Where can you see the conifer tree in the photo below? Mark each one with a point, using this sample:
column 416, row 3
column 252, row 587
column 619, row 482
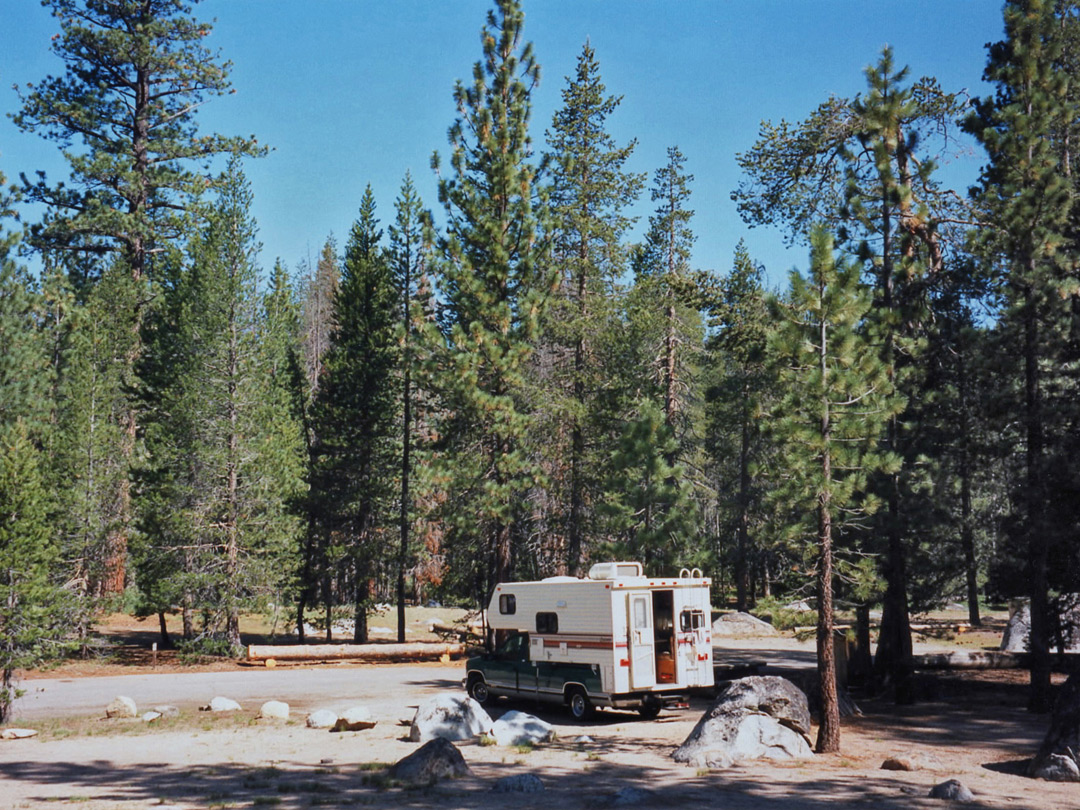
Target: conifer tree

------------------------

Put the material above into a Markdown table with two columns, No. and Line, one row per line, with blank lines left out. Leave the pictures out of the table.

| No. | Line |
|---|---|
| 1 | Where can you see the conifer tree in the photo below? Mark each one with a point, using this sample: |
| 2 | column 416, row 3 |
| 3 | column 252, row 587 |
| 4 | column 619, row 482 |
| 5 | Target: conifer tree |